Records from a data collection:
■ ■ ■ ■ ■ ■ ■
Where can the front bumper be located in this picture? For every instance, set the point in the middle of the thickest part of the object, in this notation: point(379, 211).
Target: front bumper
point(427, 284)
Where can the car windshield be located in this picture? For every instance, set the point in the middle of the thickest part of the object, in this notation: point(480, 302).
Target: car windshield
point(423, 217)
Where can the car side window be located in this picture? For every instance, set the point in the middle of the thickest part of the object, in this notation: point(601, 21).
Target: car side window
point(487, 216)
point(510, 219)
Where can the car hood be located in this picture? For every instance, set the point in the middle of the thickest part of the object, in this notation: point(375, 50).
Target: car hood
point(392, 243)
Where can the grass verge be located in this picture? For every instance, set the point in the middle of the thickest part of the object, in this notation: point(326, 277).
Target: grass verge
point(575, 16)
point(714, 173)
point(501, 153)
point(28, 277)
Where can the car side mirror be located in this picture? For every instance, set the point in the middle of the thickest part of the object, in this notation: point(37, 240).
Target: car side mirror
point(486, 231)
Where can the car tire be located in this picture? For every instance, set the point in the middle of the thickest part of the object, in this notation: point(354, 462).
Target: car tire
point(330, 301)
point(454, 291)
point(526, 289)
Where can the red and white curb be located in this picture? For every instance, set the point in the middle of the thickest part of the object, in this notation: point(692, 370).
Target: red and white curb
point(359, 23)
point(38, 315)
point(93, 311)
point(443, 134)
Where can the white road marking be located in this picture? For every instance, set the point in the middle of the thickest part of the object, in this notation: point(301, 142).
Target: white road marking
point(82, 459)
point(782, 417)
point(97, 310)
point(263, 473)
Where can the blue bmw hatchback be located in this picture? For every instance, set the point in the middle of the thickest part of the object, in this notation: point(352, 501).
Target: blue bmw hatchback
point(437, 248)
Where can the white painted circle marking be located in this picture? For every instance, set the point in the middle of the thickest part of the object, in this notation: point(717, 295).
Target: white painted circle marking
■ ■ ■ ■ ■ ■ ■
EXERCISE BRIEF: All of the records above are to be printed again exactly as they appear.

EXERCISE SOLUTION:
Where can the front bumper be located in this picture? For every instance, set the point in the middle of the thickest part of the object, in this notation: point(379, 211).
Target: front bumper
point(427, 284)
Where can the car windshield be located in this picture? For every instance, set the point in the middle of the thickest part of the object, in this notation: point(480, 302).
Target: car windshield
point(423, 217)
Where can the car side window be located in this picture? For every instance, set the point in the middle of the thickest part of the object, in this notation: point(601, 21).
Target: car side window
point(487, 216)
point(510, 219)
Where can the car hood be located in this picture? For every instance, set the point in the middle of the thickest part of the object, in this notation: point(375, 50).
Target: car hood
point(392, 243)
Where can the grass verge be located in this picture? For every instance, set the point in the middle of the thickest part of the object, in this notation: point(326, 277).
Target: grass verge
point(575, 16)
point(714, 173)
point(501, 153)
point(28, 277)
Where can the car side mirror be located in this picture? For every instance, set the point in the middle of the thickest part of the object, in this notation: point(37, 240).
Target: car side mirror
point(486, 231)
Where can the car tire be located in this picture? For every instance, set the point in the middle of the thickest part of the object, in this notation: point(354, 462).
Target: car tire
point(330, 301)
point(454, 291)
point(526, 289)
Where can the red and white curb be located in this picture? For every instance, set the point in the middle of the thickest part of the object, in this notation: point(692, 370).
Target: red and white curb
point(359, 23)
point(38, 315)
point(93, 311)
point(443, 134)
Where can the white road marking be located in this picture? For every instance, set the point in the middle of the thickest part of the object, in this notation: point(301, 142).
Target: white road marking
point(82, 459)
point(782, 417)
point(97, 310)
point(263, 473)
Where can the blue bmw hatchback be located in this picture? For every instance, set the point in the middle of the thickest part of the object, in this notation: point(352, 501).
Target: blue bmw hatchback
point(437, 248)
Where can the white painted circle marking be located in this picture? For every instance, set the point in the middle of the thickest part of the object, in this notation: point(717, 295).
Target: white painted circle marking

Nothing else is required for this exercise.